----- EXCERPT TO READ -----
Are you scared of making mistakes? What’s the upside of failing?
One kind of discomfort you must overcome to stay focused on your goals is making painful mistakes, argues Adam Grant. Perfecting a skill or achieving a goal requires learning from the mistakes you made to get there.
Check out how to learn from your mistakes without being too hard on yourself.
Making Mistakes
Most learners do whatever they can to avoid awkward, uncomfortable failures when acquiring a new skill. However, doing so sets them up for inevitable failure. Why? To learn anything, you have to practice it before you’re good at it. This is naturally uncomfortable and sometimes downright embarrassing, so most learners avoid this kind of practice. They prepare indefinitely or try to teach themselves solely through abstract theory, in hopes that they can become competent without trying and failing along the way.
Instead, Grant recommends learning how to learn from your mistakes. Put your skills into practice as soon as possible: The very first day you start learning how to do something, try your best to successfully do it. When you inevitably make mistakes, take each one as an opportunity to learn what you’re doing wrong. Make it a habit to expand the most uncomfortable parts of your training—the parts where you make the most mistakes—rather than minimize or avoid them. For example, if you’re learning how to draw and feel embarrassed because the faces and hands you draw always look bad, challenge yourself by drawing more faces and hands.
Additionally, the more mistakes you make and learn from, the more comfortable you’ll become with making further mistakes. If you can connect your feelings of discomfort to the knowledge that you’re making progress, you’ll discover that the effort you’re putting in is satisfying in itself, even if it continuously results in awkwardness and failure. This mindset is called learned industriousness.
-----
| TASK PROMPT |
In the piece on learning from mistakes, what name is given to the mindset in which effort feels satisfying in itself despite ongoing awkwardness and failure?
----- DATA ENTRIES -----
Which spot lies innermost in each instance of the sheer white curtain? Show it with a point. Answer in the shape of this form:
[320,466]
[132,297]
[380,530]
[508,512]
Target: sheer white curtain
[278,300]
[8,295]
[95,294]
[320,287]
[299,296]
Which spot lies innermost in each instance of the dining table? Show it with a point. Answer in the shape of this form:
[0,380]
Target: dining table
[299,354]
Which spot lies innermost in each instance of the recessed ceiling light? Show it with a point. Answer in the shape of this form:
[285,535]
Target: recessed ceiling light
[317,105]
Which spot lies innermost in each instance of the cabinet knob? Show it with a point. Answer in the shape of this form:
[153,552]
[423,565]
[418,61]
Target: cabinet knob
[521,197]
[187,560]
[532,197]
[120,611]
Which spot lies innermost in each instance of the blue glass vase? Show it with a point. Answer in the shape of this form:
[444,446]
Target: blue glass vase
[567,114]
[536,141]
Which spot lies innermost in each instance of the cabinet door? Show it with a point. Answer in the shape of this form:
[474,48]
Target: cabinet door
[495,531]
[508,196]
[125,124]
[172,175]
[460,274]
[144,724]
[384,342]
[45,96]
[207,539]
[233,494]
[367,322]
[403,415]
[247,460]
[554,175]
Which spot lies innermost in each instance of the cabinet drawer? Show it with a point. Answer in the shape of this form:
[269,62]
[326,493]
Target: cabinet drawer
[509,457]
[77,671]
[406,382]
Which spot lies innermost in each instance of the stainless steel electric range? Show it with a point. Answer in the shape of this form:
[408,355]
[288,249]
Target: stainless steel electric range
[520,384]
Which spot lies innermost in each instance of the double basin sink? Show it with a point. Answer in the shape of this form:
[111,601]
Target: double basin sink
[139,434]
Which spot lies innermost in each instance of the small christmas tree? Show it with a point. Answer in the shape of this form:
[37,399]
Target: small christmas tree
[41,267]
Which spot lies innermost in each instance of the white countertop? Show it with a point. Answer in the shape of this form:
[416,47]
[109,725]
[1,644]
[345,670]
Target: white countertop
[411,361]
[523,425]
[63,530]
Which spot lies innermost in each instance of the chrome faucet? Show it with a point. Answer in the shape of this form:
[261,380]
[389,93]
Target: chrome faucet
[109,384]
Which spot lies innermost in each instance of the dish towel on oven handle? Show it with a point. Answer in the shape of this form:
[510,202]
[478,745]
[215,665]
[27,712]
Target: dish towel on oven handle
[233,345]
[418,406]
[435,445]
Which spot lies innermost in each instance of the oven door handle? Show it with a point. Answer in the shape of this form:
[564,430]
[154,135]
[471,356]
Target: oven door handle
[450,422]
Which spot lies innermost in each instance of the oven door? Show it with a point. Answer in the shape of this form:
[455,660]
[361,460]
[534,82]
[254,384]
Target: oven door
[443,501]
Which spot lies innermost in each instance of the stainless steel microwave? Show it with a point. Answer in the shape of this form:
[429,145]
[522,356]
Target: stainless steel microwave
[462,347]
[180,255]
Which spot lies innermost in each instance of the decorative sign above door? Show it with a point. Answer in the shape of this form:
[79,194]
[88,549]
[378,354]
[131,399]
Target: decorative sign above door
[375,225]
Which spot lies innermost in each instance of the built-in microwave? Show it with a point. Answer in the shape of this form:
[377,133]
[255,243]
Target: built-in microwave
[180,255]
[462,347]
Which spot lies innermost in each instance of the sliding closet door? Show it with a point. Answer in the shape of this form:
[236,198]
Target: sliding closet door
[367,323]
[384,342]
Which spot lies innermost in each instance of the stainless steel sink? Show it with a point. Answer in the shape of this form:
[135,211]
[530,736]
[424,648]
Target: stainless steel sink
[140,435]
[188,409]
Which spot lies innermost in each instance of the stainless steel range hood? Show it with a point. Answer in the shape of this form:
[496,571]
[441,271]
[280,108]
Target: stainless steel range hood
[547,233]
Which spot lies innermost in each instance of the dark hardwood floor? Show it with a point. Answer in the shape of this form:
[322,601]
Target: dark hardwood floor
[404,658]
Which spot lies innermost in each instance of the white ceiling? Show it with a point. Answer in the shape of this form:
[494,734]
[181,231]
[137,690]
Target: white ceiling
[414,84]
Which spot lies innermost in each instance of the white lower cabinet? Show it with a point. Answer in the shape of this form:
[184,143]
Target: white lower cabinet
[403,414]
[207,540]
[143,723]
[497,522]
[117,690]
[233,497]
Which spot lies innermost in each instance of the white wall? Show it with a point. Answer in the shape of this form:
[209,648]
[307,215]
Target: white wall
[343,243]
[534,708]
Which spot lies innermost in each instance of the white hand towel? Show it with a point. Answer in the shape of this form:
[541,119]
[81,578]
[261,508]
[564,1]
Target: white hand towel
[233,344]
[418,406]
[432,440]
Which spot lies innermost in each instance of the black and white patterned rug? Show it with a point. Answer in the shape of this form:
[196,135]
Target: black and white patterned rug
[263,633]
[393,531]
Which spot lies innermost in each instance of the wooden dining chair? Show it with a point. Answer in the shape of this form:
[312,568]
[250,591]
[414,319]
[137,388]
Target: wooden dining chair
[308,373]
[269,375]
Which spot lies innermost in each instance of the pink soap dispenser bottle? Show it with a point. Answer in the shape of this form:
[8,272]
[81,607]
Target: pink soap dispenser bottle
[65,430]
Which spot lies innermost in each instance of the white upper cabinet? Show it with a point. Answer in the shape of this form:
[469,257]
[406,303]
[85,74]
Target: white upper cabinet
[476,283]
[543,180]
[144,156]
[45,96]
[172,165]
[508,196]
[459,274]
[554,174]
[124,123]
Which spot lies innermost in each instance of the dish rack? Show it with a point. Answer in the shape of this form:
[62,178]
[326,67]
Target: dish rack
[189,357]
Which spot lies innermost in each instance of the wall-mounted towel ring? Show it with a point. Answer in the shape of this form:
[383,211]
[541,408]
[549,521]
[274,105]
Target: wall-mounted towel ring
-----
| WORKED SOLUTION |
Learned industriousness.